▶ _What is expected_
Each entry should be duplicated exactly, with no line missing.

[[ Record excerpts, beginning ]]

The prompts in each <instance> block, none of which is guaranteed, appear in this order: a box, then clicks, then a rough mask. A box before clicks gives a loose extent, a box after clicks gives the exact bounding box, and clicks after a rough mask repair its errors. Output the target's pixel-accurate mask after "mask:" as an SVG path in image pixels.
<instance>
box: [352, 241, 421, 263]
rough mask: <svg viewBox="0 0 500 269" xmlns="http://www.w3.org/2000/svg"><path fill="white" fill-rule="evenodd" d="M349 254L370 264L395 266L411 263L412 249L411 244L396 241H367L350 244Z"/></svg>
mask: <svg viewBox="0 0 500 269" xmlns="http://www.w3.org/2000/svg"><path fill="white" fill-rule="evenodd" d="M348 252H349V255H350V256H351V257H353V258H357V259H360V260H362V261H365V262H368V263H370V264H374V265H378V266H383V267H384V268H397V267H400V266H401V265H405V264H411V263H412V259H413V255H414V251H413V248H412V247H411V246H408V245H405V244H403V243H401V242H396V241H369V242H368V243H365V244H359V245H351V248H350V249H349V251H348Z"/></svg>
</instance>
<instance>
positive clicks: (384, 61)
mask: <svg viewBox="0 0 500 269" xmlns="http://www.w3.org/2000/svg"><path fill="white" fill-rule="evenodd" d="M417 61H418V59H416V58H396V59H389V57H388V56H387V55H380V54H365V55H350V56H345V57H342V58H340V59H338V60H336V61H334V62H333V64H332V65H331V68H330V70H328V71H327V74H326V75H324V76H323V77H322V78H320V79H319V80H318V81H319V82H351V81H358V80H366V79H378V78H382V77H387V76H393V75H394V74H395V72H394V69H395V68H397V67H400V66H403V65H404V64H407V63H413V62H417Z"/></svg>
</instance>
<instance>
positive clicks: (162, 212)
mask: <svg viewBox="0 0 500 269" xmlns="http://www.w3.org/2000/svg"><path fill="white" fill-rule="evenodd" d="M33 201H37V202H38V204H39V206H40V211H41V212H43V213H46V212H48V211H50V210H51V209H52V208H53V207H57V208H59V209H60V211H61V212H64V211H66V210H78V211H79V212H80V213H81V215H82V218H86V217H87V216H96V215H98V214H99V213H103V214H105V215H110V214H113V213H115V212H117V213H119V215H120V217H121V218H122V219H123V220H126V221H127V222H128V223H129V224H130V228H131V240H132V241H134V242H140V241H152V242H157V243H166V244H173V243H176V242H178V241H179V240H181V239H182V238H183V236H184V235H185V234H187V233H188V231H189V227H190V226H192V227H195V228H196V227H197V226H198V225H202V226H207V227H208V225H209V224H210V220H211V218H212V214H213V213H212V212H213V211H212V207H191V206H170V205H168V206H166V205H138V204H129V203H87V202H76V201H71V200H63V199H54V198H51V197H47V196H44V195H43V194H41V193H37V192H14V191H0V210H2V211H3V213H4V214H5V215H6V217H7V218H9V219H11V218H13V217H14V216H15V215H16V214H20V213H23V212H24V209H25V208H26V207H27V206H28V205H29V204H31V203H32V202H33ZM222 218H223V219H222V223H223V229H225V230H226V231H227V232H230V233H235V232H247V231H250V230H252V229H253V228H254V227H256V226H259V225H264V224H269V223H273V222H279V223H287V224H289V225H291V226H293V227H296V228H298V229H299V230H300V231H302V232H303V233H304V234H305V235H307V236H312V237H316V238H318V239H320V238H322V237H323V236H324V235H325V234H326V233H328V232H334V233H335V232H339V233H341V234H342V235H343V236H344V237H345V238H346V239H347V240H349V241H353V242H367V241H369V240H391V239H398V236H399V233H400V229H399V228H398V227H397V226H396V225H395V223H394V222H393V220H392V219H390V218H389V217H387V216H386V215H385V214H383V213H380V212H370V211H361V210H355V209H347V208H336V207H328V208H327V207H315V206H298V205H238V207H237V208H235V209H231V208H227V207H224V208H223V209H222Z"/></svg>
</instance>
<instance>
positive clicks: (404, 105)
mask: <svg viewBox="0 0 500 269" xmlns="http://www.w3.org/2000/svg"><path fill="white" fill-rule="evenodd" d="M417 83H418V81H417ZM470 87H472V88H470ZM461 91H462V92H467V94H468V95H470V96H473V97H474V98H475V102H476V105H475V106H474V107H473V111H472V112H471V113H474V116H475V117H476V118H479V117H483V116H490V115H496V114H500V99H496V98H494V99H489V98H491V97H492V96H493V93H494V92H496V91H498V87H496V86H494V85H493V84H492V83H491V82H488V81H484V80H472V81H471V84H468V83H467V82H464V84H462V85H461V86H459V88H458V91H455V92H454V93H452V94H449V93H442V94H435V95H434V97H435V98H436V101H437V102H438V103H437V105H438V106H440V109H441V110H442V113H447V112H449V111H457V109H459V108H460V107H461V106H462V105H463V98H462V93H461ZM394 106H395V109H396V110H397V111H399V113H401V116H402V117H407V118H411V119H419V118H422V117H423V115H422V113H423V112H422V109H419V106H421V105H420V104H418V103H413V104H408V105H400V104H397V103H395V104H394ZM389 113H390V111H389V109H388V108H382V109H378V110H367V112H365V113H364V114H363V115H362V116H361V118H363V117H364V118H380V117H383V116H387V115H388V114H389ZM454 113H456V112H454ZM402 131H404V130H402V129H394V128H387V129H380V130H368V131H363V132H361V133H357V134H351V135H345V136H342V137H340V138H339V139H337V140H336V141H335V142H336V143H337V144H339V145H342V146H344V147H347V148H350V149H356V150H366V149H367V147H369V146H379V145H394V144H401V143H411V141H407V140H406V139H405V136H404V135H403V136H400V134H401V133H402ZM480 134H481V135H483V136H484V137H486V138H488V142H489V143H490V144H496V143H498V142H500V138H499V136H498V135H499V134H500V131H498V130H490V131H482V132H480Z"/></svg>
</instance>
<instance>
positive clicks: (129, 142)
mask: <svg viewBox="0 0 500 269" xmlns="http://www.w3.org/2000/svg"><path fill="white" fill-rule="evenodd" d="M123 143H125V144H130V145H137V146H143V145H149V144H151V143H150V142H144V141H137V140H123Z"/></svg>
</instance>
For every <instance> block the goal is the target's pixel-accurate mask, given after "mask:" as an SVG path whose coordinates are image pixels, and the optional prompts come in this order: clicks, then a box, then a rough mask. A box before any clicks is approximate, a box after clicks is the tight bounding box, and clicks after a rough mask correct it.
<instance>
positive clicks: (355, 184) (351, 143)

[[ Record excerpts, end ]]

▶ _Result of this exercise_
The prompts in each <instance> block, none of which is guaranteed, appear in this order: a box, then clicks, then a rough mask. A box before clicks gives a loose extent, a box after clicks gives the exact bounding box, and clicks after a rough mask repair its errors. Output the target's pixel-accurate mask after "mask:" as an SVG path in image pixels.
<instance>
box: [352, 241, 421, 263]
rough mask: <svg viewBox="0 0 500 269" xmlns="http://www.w3.org/2000/svg"><path fill="white" fill-rule="evenodd" d="M349 254L370 264L395 266L411 263L412 249L411 244L396 241H367L350 244Z"/></svg>
mask: <svg viewBox="0 0 500 269" xmlns="http://www.w3.org/2000/svg"><path fill="white" fill-rule="evenodd" d="M348 252H349V255H350V256H351V257H353V258H357V259H360V260H362V261H365V262H368V263H370V264H374V265H378V266H383V267H384V268H397V267H400V266H401V265H405V264H411V263H412V259H413V255H414V251H413V248H412V247H411V246H408V245H405V244H403V243H401V242H396V241H369V242H368V243H365V244H359V245H351V248H350V249H349V251H348Z"/></svg>
</instance>
<instance>
positive clicks: (384, 61)
mask: <svg viewBox="0 0 500 269" xmlns="http://www.w3.org/2000/svg"><path fill="white" fill-rule="evenodd" d="M417 61H418V59H416V58H396V59H389V57H388V56H387V55H380V54H365V55H350V56H345V57H342V58H340V59H338V60H336V61H334V62H333V64H332V65H331V68H330V70H328V71H327V74H326V75H324V76H323V77H322V78H320V79H319V80H318V81H319V82H351V81H358V80H366V79H378V78H382V77H387V76H393V75H394V74H395V72H394V69H395V68H397V67H400V66H403V65H404V64H407V63H413V62H417Z"/></svg>
</instance>
<instance>
positive clicks: (162, 212)
mask: <svg viewBox="0 0 500 269" xmlns="http://www.w3.org/2000/svg"><path fill="white" fill-rule="evenodd" d="M33 201H37V202H38V204H39V206H40V211H41V212H43V213H46V212H48V211H50V210H51V209H52V208H53V207H57V208H59V209H60V211H61V212H64V211H66V210H78V211H79V212H80V213H81V215H82V218H86V217H87V216H96V215H98V214H99V213H103V214H105V215H110V214H113V213H115V212H117V213H119V215H120V217H121V218H122V219H123V220H126V221H127V222H128V223H129V224H130V228H131V240H132V241H134V242H140V241H152V242H157V243H166V244H173V243H176V242H178V241H179V240H181V239H182V238H183V236H184V235H185V234H187V233H188V231H189V227H190V226H192V227H195V228H196V227H197V226H198V225H202V226H207V227H208V225H209V224H210V220H211V218H212V214H213V213H212V212H213V211H212V207H191V206H170V205H168V206H166V205H138V204H129V203H87V202H76V201H71V200H63V199H54V198H51V197H47V196H44V195H43V194H41V193H37V192H14V191H0V210H2V211H3V213H4V214H5V215H6V217H7V218H9V219H11V218H13V217H14V216H15V215H16V214H20V213H23V212H24V209H25V208H26V207H27V206H28V205H29V204H31V203H32V202H33ZM222 218H223V219H222V223H223V229H225V230H226V231H227V232H230V233H235V232H247V231H250V230H252V229H253V228H254V227H256V226H259V225H264V224H269V223H273V222H279V223H287V224H289V225H291V226H293V227H296V228H298V229H299V230H300V231H302V232H303V233H304V234H305V235H307V236H312V237H316V238H318V239H320V238H322V237H323V236H324V235H325V234H326V233H328V232H334V233H335V232H339V233H341V234H342V235H343V236H344V237H345V238H346V239H347V240H349V241H353V242H367V241H369V240H391V239H398V236H399V233H400V229H399V228H398V227H397V226H396V225H395V223H394V222H393V220H392V219H390V218H389V217H387V216H386V215H385V214H383V213H380V212H370V211H361V210H355V209H347V208H336V207H328V208H327V207H315V206H298V205H238V207H237V208H235V209H231V208H227V207H224V208H223V209H222Z"/></svg>
</instance>
<instance>
positive clicks: (404, 105)
mask: <svg viewBox="0 0 500 269" xmlns="http://www.w3.org/2000/svg"><path fill="white" fill-rule="evenodd" d="M417 83H418V81H417ZM470 87H472V88H470ZM461 91H462V92H467V94H468V95H470V96H473V97H474V98H475V102H476V105H475V106H474V107H473V111H472V112H471V113H474V116H475V117H476V118H479V117H483V116H490V115H496V114H500V99H496V98H494V99H489V98H491V97H492V96H493V93H494V92H496V91H498V87H496V86H494V85H493V84H492V83H491V82H488V81H484V80H472V81H471V84H468V83H467V82H464V84H462V85H461V86H459V88H458V91H455V92H454V93H452V94H449V93H442V94H435V95H434V97H435V98H436V101H437V102H438V103H437V105H438V106H440V109H441V110H442V113H447V112H449V111H457V109H459V108H460V107H461V106H462V105H463V98H462V93H461ZM394 106H395V109H396V110H397V111H399V113H401V116H402V117H407V118H411V119H419V118H422V117H423V115H422V113H423V112H422V109H419V106H421V105H420V104H418V103H413V104H408V105H400V104H397V103H395V104H394ZM389 113H390V111H389V109H388V108H382V109H378V110H367V112H365V113H364V114H363V115H362V116H361V118H363V117H364V118H380V117H383V116H387V115H388V114H389ZM454 113H456V112H454ZM402 131H404V130H402V129H394V128H387V129H380V130H368V131H363V132H361V133H357V134H351V135H345V136H342V137H340V138H339V139H337V140H336V141H335V142H336V143H337V144H339V145H342V146H344V147H347V148H350V149H356V150H366V149H367V147H369V146H379V145H394V144H401V143H411V141H407V140H406V139H405V136H404V135H403V136H400V134H401V133H402ZM480 134H481V135H483V136H484V137H486V138H488V142H489V143H490V144H496V143H498V142H500V138H499V136H498V135H499V134H500V131H498V130H490V131H482V132H480Z"/></svg>
</instance>
<instance>
positive clicks: (129, 142)
mask: <svg viewBox="0 0 500 269" xmlns="http://www.w3.org/2000/svg"><path fill="white" fill-rule="evenodd" d="M123 143H125V144H130V145H137V146H143V145H149V144H151V143H150V142H144V141H137V140H123Z"/></svg>
</instance>
For every <instance> block the goal is the target's pixel-accurate mask, given after "mask:" as an SVG path whose coordinates are image pixels, and the optional prompts come in this order: clicks, then a box, then a rough mask. A box before any clicks is approximate, a box after clicks is the tight bounding box, and clicks after a rough mask correct it.
<instance>
positive clicks: (355, 184) (351, 143)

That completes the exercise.